▸ Testo in esame:
Sanità spagnola, l’ondata di proteste si estende

MADRID — Non è solo Madrid. Le proteste dei sanitari per le condizioni del loro settore, e in particolare per quelle dei servizi d’assistenza pubblici di base, si sta estendendo come una vera e propria onda sismica. Andalusia, Catalogna, Comunità Valenciana, Estremadura, Galicia La Rioja: sono diverse le regioni in cui si stanno verificando scosse di indignazione con manifestazioni e altre azioni rivendicative volte a denunciare una situazione “critica”, come denunciato dalla Confederazione statale dei sindacati medici (Cesm). “L’unico obiettivo è cercare una soluzione”, spiega questa organizzazione.

Sinora, le proteste più eclatanti sono avvenute a Madrid. Inizialmente, per l’indignazione scatentata da un caotico piano di riapertura di centri di pronto soccorso extra-ospedalieri messo in atto dal governo regionale, poi con l’indizione di uno sciopero da parte dei medici di base, tuttora in corso dopo dieci giorni. Il momento clou è arrivato con una manifestazione di piazza con almeno 200.000 persone presenti.

Il conflitto sul tema nella regione della capitale, dove la governatrice popolare Isabel Díaz Ayuso sostiene che il problema principale della sanità è “l’assenza cronica” di medici, mentre rappresentanti dei sanitari e oppositori denunciano una strategia di privatizzazione dei servizi pubblici e conseguente deterioramento degli stessi, non sembra essere prossimo a una conclusione.

Proprio oggi, la presidente in persona ha annunciato misure per ridurre il livello di precarietà tra i sanitari e miglioramenti delle agende dei medici, che hanno tra le principali reclamazioni quella della necessità di ridurre il sovraccarico di lavoro. Ma Amyts, il principale sindacato medico della zona, non si è mostrato soddisfatto: “È tutto fumo negli occhi”, ha denunciato. Proprio stamattina, nel centro della capitale è andata in scena una nuova manifestazione dei medici.

Intanto, segnalano vari media, anche in altre regioni il settore si sta mobilitando, con manifestazioni e possibili scioperi. “Da anni si chiedono misure per allegerire la pressione che i medici di famiglia e i pediatri subiscono nel loro lavoro quotidiano a causa di una cattiva pianificazione dei bisogni degli specialisti in questo livello di assistenza, con budget insufficienti che portano a riduzioni di personale e sovraccarichi di lavoro sempre più gravose”, spiega la Cesm in un comunicato. “Le condizioni lavorative del primo livello di cura lo rendono poco appetibile non solo per chi potrebbe chiedere di esservi assegnato, ma anche per chi c’è già e valuta sempre di più la possibilità di lasciare la propria professione”.

Tutto questo movimento sta avvenendo mentre il Paese si avvicina a un intenso periodo elettorale, con regionali e comunali in programma in primavera e la fine della legislatura prevista a fine anno. E dopo oltre due anni in cui il sistema sanitario pubblico ha subito l’impatto della prova più dura da decenni a causa della pandemia di Covid.

▸ Da fare 1: Nell'articolo sulla sanità spagnola, riscrivi la parte che inizia con le parole "Sanità spagnola, l’ondata" e termina con "spiega questa organizzazione.", cambiando "proteste" in "mobilitazioni".
▸ Da fare 2: Secondo l'articolo sulla sanità spagnola, quante persone erano presenti come minimo alla manifestazione di piazza a Madrid?
▸ Da fare 3: Le seguenti affermazioni concordano con l'articolo sulla sanità spagnola? (a) A Madrid lo sciopero dei medici di base prosegue da dieci giorni. (b) Amyts si è detto soddisfatto delle misure annunciate dalla presidente. (c) Le elezioni regionali e comunali sono previste in autunno.

▸ Dati:
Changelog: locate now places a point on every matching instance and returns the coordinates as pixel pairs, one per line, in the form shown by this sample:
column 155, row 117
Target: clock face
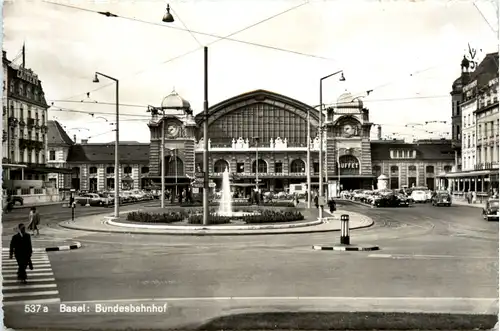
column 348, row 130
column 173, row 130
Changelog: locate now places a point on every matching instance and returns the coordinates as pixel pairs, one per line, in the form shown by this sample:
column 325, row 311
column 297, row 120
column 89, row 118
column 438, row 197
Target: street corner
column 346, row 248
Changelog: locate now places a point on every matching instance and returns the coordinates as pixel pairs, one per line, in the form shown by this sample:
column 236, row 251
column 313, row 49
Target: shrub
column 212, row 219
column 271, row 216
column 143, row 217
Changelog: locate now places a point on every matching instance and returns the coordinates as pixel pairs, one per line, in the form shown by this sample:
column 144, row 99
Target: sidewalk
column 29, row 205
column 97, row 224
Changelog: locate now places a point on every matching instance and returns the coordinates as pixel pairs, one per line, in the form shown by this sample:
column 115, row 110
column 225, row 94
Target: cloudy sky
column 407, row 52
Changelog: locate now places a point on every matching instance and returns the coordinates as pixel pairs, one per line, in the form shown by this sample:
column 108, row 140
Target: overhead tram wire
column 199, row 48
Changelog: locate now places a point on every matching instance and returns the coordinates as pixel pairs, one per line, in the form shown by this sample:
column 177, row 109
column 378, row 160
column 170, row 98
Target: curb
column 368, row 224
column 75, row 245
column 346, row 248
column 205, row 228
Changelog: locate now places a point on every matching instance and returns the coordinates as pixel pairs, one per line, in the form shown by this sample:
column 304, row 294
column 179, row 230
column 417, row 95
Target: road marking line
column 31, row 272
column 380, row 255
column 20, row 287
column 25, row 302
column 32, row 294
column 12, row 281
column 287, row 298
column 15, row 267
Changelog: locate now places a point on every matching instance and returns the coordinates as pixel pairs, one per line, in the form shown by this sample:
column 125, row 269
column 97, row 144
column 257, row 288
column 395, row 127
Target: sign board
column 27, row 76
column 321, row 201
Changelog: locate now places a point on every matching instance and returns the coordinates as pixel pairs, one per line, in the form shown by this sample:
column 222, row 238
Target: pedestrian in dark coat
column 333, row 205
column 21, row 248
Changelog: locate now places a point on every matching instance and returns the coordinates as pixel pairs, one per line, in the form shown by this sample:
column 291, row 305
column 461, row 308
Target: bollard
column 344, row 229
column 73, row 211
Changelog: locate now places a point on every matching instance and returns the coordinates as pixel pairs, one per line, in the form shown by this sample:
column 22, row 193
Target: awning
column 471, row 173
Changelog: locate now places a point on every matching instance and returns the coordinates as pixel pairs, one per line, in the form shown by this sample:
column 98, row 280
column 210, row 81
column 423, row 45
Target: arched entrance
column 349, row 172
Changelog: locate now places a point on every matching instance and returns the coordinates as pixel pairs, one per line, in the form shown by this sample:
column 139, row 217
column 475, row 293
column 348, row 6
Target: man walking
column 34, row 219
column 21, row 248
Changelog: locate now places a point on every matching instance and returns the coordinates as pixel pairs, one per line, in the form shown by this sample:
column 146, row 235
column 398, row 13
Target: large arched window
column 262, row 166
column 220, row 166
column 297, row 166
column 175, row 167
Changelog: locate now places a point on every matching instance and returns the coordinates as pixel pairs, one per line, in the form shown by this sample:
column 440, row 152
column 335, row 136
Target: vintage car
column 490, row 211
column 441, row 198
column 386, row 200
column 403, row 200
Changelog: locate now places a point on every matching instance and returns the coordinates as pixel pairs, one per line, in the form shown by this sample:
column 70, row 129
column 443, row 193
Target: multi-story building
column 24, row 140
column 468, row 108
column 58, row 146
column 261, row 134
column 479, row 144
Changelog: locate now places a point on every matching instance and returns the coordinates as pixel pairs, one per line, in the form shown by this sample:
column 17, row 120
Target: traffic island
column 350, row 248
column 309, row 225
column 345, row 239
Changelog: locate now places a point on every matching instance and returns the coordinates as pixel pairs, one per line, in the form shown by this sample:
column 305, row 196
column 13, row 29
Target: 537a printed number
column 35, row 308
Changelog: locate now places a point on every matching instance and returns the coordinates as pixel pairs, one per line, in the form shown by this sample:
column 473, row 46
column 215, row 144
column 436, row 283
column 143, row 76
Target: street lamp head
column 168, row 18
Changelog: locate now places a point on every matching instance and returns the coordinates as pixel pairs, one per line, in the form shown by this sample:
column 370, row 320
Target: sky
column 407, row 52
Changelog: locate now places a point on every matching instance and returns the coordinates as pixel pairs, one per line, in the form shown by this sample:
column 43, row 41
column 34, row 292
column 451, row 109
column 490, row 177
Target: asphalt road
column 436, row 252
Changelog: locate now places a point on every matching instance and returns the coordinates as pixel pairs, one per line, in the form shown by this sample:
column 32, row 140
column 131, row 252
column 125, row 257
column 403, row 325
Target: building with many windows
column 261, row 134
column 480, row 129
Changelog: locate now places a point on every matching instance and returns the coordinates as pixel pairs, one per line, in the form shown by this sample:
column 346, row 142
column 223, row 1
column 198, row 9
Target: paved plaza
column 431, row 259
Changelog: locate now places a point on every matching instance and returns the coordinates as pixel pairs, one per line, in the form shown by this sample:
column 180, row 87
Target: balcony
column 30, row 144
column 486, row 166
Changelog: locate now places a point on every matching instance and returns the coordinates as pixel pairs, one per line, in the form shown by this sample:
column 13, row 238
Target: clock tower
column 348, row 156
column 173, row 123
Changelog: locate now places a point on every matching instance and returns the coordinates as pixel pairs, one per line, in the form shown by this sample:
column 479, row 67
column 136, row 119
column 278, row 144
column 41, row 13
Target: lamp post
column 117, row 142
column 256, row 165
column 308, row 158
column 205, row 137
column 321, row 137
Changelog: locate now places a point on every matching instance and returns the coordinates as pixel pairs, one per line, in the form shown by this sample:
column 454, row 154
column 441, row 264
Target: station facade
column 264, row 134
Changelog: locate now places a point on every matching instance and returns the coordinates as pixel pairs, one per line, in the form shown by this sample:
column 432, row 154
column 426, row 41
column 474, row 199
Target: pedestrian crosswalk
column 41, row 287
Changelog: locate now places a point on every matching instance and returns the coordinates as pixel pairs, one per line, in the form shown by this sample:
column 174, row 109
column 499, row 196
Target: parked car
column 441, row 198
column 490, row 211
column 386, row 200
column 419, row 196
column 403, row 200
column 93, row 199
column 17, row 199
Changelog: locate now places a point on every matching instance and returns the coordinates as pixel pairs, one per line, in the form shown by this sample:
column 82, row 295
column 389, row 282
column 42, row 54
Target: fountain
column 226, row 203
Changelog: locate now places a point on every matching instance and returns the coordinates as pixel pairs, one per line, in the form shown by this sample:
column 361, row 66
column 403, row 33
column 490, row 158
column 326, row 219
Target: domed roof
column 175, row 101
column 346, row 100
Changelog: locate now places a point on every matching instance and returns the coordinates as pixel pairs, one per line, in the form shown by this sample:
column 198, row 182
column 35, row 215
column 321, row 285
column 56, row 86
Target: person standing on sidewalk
==
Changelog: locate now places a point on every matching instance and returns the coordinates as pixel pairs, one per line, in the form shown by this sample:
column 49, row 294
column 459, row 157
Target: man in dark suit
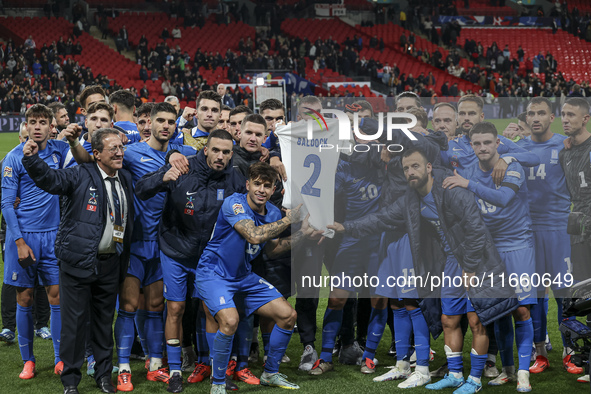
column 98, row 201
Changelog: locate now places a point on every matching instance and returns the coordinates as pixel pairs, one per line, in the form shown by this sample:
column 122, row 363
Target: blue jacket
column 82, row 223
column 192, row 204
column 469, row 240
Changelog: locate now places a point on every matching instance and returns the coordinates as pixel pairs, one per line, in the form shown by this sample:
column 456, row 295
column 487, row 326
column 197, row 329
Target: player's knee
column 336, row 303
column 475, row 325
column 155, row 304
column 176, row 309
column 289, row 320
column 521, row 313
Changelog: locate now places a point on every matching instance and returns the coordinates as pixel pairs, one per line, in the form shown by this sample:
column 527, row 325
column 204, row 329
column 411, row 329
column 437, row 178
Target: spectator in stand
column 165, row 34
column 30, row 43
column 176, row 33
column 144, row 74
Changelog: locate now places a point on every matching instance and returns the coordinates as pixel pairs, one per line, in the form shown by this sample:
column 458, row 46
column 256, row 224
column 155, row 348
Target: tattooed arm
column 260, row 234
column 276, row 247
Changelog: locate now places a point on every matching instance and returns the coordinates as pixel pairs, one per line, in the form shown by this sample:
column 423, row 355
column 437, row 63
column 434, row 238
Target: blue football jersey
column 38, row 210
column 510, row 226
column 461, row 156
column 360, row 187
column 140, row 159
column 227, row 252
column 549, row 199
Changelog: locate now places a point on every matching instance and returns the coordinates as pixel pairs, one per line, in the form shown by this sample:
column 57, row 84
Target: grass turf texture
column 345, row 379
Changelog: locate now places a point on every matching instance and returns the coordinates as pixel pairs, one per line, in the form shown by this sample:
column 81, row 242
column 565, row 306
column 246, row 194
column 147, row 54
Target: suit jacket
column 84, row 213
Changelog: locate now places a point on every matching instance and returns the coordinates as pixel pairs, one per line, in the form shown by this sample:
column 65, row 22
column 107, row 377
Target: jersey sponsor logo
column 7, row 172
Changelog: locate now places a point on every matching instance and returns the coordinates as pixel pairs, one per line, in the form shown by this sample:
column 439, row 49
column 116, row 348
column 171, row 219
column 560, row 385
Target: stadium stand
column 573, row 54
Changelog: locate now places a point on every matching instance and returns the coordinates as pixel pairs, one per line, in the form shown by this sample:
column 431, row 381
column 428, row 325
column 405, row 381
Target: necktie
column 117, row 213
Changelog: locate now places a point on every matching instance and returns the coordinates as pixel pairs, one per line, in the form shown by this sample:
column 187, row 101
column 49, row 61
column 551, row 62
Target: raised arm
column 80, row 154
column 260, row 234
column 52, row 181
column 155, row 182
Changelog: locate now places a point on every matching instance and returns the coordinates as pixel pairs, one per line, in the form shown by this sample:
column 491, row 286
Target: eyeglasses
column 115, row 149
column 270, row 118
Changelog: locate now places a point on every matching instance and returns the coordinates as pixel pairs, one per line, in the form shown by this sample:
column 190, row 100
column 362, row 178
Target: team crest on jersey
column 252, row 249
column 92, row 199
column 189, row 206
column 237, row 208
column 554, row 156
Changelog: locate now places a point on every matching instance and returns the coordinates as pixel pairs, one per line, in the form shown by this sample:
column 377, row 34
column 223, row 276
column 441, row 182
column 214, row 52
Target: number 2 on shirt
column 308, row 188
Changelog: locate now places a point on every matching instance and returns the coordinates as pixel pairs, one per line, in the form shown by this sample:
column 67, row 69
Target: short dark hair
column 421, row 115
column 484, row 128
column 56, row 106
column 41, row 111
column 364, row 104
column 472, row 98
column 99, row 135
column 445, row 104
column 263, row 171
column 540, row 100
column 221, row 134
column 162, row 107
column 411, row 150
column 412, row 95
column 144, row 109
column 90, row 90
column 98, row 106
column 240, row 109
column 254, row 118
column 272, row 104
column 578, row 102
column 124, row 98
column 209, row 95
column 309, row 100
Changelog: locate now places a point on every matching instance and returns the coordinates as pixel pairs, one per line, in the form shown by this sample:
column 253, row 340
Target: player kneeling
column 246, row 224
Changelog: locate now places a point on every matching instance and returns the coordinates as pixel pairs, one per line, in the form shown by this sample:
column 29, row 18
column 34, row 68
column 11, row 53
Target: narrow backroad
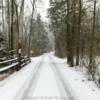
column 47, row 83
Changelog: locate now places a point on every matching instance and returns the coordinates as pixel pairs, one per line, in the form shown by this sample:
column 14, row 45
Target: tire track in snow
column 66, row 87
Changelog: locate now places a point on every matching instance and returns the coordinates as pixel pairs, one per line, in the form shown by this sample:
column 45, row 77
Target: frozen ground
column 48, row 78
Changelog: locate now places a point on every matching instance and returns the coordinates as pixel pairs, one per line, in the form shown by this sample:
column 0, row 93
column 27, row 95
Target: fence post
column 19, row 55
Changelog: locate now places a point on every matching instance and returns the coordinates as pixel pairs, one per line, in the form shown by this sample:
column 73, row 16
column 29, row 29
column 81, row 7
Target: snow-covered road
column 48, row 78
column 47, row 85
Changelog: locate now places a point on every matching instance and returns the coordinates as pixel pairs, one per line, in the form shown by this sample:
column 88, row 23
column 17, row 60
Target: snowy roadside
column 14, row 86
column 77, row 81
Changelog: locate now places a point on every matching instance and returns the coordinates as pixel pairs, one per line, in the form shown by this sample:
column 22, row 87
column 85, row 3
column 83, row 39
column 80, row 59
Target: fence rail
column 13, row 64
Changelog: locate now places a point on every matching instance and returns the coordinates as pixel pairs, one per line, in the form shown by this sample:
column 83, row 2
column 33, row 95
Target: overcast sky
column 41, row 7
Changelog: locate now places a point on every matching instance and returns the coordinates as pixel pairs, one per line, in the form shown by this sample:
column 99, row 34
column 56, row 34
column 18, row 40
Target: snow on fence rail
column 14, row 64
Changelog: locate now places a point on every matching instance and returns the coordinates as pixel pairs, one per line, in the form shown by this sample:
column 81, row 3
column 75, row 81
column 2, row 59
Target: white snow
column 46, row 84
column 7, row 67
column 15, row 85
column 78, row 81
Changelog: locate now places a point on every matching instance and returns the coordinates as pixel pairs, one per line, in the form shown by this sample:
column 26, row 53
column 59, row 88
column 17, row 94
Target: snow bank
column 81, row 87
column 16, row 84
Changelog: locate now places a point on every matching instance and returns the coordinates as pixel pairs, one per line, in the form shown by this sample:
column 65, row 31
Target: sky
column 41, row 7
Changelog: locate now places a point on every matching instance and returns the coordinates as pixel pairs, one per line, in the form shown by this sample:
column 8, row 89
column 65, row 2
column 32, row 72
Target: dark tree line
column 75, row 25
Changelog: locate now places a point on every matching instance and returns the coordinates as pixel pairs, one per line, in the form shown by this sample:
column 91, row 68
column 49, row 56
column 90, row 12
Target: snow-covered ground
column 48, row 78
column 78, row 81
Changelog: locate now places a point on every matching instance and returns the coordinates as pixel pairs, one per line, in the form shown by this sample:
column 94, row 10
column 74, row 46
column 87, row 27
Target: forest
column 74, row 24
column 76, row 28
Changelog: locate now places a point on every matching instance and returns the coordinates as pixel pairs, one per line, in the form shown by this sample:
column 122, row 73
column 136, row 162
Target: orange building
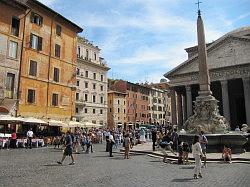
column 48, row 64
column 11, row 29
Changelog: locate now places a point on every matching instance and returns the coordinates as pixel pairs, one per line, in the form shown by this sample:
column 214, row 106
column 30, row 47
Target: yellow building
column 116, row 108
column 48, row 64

▸ Risposta scritta 1:
Sanità spagnola, l’ondata di mobilitazioni si estende

MADRID — Non è solo Madrid. Le mobilitazioni dei sanitari per le condizioni del loro settore, e in particolare per quelle dei servizi d’assistenza pubblici di base, si sta estendendo come una vera e propria onda sismica. Andalusia, Catalogna, Comunità Valenciana, Estremadura, Galicia La Rioja: sono diverse le regioni in cui si stanno verificando scosse di indignazione con manifestazioni e altre azioni rivendicative volte a denunciare una situazione “critica”, come denunciato dalla Confederazione statale dei sindacati medici (Cesm). “L’unico obiettivo è cercare una soluzione”, spiega questa organizzazione.

▸ Risposta scritta 2: Almeno 200.000 persone.

▸ Risposta scritta 3:
(a) Sì: "tuttora in corso dopo dieci giorni".
(b) No: "non si è mostrato soddisfatto".
(c) No: "con regionali e comunali in programma in primavera".